(Records from a data source)
━━━

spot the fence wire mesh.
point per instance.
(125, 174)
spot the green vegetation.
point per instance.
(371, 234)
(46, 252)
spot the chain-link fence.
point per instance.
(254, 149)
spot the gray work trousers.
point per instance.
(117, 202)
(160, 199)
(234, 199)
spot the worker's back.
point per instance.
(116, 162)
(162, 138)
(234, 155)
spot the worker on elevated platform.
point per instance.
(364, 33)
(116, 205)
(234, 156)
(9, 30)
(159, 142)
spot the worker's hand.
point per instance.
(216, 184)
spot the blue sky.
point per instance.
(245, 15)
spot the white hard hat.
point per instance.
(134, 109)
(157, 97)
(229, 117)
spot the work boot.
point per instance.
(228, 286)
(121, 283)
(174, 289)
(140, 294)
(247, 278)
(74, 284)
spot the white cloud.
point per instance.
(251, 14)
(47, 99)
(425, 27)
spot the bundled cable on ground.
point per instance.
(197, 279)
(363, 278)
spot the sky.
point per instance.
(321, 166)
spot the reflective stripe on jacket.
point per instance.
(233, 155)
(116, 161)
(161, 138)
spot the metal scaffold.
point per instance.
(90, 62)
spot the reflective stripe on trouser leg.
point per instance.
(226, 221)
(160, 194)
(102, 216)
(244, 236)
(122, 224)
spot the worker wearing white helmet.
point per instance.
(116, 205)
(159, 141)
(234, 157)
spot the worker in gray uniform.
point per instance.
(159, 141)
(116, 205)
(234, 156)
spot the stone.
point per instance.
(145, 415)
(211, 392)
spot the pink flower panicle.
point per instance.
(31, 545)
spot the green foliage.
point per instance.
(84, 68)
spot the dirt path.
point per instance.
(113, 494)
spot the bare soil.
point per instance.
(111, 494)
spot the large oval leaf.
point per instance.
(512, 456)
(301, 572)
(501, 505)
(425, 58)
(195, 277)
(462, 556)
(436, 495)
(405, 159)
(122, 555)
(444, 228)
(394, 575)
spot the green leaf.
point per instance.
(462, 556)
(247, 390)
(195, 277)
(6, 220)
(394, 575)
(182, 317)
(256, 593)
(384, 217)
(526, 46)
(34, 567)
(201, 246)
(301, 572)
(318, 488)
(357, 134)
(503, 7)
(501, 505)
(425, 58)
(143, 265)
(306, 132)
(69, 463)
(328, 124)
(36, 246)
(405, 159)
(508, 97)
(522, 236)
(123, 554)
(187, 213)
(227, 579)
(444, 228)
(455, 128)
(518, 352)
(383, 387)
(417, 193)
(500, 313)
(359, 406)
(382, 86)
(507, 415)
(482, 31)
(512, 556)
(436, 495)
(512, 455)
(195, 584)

━━━

Go through the records above and repeat each one exactly.

spot the fence wire mesh.
point per instance.
(125, 174)
spot the green vegetation.
point per instance.
(371, 234)
(46, 252)
spot the chain-link fence.
point per instance.
(254, 149)
spot the gray work trousers.
point per instance.
(117, 202)
(160, 199)
(234, 199)
spot the worker's back.
point per instance.
(116, 162)
(162, 138)
(234, 155)
spot the worker on elevated platform.
point per instance.
(364, 33)
(116, 205)
(234, 156)
(9, 30)
(159, 142)
spot the worker's hand.
point per instance.
(216, 184)
spot the blue sky.
point per instance.
(245, 15)
spot the white hard hat.
point per instance.
(134, 109)
(157, 97)
(229, 117)
spot the work boot.
point per instance.
(228, 286)
(121, 283)
(174, 289)
(140, 294)
(247, 278)
(74, 284)
spot the white cloud.
point per instance.
(251, 14)
(47, 99)
(425, 27)
spot the bundled cable on ground.
point per instance.
(197, 279)
(363, 278)
spot the sky.
point per instance.
(321, 166)
spot the reflective stripe on jacket.
point per instance.
(233, 155)
(116, 161)
(161, 138)
spot the metal scaffold.
point per instance.
(90, 62)
spot the reflective stripe on trouser leg.
point per instance.
(226, 221)
(160, 194)
(102, 216)
(244, 236)
(122, 224)
spot the worker wearing white helmet.
point per instance.
(116, 205)
(159, 141)
(234, 157)
spot the worker in gray uniform.
point per instance.
(159, 141)
(116, 205)
(234, 156)
spot the stone.
point per instance.
(145, 415)
(211, 392)
spot the pink flower panicle.
point per instance.
(31, 545)
spot the green foliage.
point per instance.
(84, 68)
spot the dirt path.
point per instance.
(113, 494)
spot the bare soil.
point per instance.
(111, 494)
spot the large oval leaf.
point per instance.
(512, 456)
(301, 572)
(501, 505)
(425, 58)
(195, 277)
(462, 556)
(436, 495)
(405, 159)
(122, 555)
(444, 228)
(394, 575)
spot the green leaf.
point per instance.
(462, 556)
(247, 390)
(195, 277)
(6, 220)
(394, 575)
(182, 317)
(256, 593)
(384, 217)
(526, 46)
(34, 567)
(201, 246)
(301, 572)
(318, 488)
(357, 134)
(503, 7)
(501, 505)
(425, 58)
(143, 265)
(306, 132)
(69, 463)
(328, 124)
(36, 246)
(405, 159)
(508, 97)
(522, 236)
(123, 554)
(187, 213)
(227, 579)
(444, 228)
(455, 128)
(518, 352)
(383, 387)
(417, 193)
(500, 313)
(359, 406)
(382, 86)
(507, 415)
(482, 31)
(512, 556)
(436, 495)
(512, 455)
(195, 584)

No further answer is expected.